- _Problem requirements_
Please reproduce the entries that follow without a single difference.
START Source material
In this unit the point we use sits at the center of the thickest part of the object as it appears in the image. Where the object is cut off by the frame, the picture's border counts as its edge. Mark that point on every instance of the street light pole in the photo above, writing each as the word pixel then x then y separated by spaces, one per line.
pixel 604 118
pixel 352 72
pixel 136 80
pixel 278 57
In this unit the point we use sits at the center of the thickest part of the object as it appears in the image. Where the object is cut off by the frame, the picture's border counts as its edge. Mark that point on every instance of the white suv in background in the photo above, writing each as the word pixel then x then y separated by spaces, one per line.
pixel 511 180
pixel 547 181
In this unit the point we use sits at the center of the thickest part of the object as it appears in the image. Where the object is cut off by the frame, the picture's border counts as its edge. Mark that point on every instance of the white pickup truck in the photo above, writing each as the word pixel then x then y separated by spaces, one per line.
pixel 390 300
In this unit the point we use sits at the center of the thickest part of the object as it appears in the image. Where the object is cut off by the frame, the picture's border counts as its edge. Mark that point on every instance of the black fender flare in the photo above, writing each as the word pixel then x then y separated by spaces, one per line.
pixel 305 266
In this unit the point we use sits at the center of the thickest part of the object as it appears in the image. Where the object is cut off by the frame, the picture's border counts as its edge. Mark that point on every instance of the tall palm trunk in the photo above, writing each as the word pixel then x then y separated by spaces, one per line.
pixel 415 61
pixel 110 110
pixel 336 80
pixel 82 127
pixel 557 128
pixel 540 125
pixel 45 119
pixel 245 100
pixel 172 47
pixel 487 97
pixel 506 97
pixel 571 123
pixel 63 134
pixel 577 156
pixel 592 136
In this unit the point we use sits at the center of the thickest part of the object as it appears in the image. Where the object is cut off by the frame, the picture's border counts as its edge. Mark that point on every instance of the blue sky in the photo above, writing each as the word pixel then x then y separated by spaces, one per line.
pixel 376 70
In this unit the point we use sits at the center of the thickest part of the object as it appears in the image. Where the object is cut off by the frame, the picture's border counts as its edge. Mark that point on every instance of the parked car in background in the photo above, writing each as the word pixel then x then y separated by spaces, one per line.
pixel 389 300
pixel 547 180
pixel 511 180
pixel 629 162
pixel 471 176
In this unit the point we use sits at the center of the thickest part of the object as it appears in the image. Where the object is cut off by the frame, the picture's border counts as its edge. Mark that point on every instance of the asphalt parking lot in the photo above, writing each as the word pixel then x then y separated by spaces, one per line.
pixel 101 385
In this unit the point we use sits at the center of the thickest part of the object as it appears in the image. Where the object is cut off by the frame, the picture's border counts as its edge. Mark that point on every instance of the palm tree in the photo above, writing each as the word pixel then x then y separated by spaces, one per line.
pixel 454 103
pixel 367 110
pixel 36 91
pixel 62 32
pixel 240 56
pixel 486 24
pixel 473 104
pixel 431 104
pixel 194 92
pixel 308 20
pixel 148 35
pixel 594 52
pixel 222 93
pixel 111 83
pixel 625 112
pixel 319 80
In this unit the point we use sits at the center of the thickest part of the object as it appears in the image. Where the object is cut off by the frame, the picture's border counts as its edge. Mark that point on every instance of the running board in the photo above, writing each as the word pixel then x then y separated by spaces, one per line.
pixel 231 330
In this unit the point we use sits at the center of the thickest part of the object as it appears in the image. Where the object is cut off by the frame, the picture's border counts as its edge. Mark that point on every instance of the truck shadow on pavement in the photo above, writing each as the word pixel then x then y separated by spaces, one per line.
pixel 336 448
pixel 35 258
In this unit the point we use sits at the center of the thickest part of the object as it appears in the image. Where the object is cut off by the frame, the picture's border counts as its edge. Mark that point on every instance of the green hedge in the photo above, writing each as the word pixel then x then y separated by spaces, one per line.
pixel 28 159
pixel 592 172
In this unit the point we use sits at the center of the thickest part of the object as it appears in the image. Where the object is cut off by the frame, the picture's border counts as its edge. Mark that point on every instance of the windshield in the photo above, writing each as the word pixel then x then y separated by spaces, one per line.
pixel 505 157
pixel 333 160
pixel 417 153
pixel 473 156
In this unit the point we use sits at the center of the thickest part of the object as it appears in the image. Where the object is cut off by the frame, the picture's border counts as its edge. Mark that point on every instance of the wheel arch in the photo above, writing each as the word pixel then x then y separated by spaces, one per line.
END Source material
- _Result_
In this unit the point we use sits at the center of the thickest part of the object as it appears in the image. Where the object is cut off by the frame, the picture's border counts as its edge. Mark that point on every instance of the street light pole in the photo above, writing each as the word pixel then x then y separated by spaces, one per line.
pixel 604 118
pixel 352 72
pixel 136 80
pixel 278 57
In this unit the point we use sits at the center of the thickest part of the object as it appears in the image. Where the object is cut off by the frame, the picture's border counts as its edge. Mark that point on every instance of the white suv in background in the photo above, writing each as the word pixel then x then y separated by spaces, one per line.
pixel 511 180
pixel 547 181
In this unit the point we use sits at the center of the thickest part of the object as it appears in the image. Where the object is cut off by the frame, the picture's border counts as its edge. Mark that point on every instance of the white pickup truck in the photo above, writing each as the word pixel then x then y separated by spaces, one per line.
pixel 390 300
In this unit the point we use sits at the center of the thickest part of the object as it appears in the image. Where the object is cut off by the frame, the picture's border counts as its edge. Mark that point on every instance of the black fender flare in the photo above, writing each as the word pixel then x then y separated by spaces, one per line.
pixel 305 266
In this unit the point we use sits at the center of the thickest part of the object as it appears in the image. Where the object is cut off by the frame, the picture's border counts as its edge. Mark that point on every instance of the tall palm trunk in the photo above, writing each as the word pixel then x then y separated by spaces, one per line.
pixel 415 61
pixel 110 110
pixel 336 80
pixel 82 127
pixel 557 128
pixel 540 125
pixel 45 119
pixel 245 100
pixel 172 47
pixel 487 97
pixel 506 97
pixel 571 123
pixel 63 134
pixel 577 156
pixel 592 136
In this unit the point we use sits at the center of the thickest part of the object as it appears in the image. Where the object is cut off by the frame, the picture's border counts as its edge. Mark that point on every instance of the blue sky in the photo above, writing each as the word pixel then x then y separated by spaces, one per line.
pixel 376 70
In this unit the point we use sits at the center of the thickest part of the object as it appears in the image. Where the object is cut off by the frame, the picture's border counts as its edge. Mark that point on every instance of the parked car in background in the photo above, writing each as the word pixel then x then y separated by spaces, one per line.
pixel 389 300
pixel 547 180
pixel 511 180
pixel 629 162
pixel 471 176
In this unit the point we use sits at the center of the thickest part of the object as it appears in the image. Where the object is cut off by the frame, the picture's border counts as its edge. Mark that point on every instance of the asphalt parking lot in the photo above, writing each as the word pixel then x then y separated by spaces, one per line.
pixel 101 385
In this unit the point we use sits at the center of the thickest part of the object as it appears in the image. Where the object is cut off by the frame, the picture's border counts as its edge. Mark that point on every instance of the palm tree in the photo above, writing each as the word pixel then x then y separated by spaces, one per line.
pixel 454 103
pixel 367 110
pixel 36 91
pixel 62 32
pixel 240 56
pixel 486 24
pixel 473 104
pixel 431 104
pixel 194 92
pixel 308 20
pixel 148 35
pixel 594 52
pixel 222 93
pixel 111 83
pixel 625 112
pixel 319 80
In this unit the point we use sits at the center of the thickest part of the object as it appears in the image. Where the object is cut off by the frame, the picture's border counts as its edge. Mark that point on every instance of the running board in the photo above, writing each as the word pixel then x then y separated by spaces, one per line.
pixel 231 330
In this unit the point we use sits at the center of the thickest part of the object as it appears in the image. Where the object is cut off by the frame, the picture's border counts as its edge. Mark that point on every instance of the truck shadow on pavement in the photo above, writing each as the word pixel then x then y separated by spaces, one per line.
pixel 336 448
pixel 35 258
In this unit the point we use sits at the center of the thickest part of the object as it appears in the image. Where the object is cut off by the frame, the picture's border counts as its edge. Mark that point on every instance of the green hedge in the photo above, writing each as the word pixel then x then y separated by spaces, one per line.
pixel 28 159
pixel 592 172
In this unit the point we use sits at the center of the thickest part of the object as it appears in the image. Where the object is cut off by the frame, the picture's border counts as its edge. Mark that point on every instance of the windshield in the photo above, writing each as the word pixel then x then y separated by spaces, one per line.
pixel 505 157
pixel 333 160
pixel 417 153
pixel 473 156
In this unit the point we use sits at the center of the thickest part of the object as it appears in the image. Where the object is cut off by the frame, the picture's border counts as its edge. Mark that point on every instance of the wheel arch in the photo above, writing each as the word pixel then x then y separated by spaces, one per line.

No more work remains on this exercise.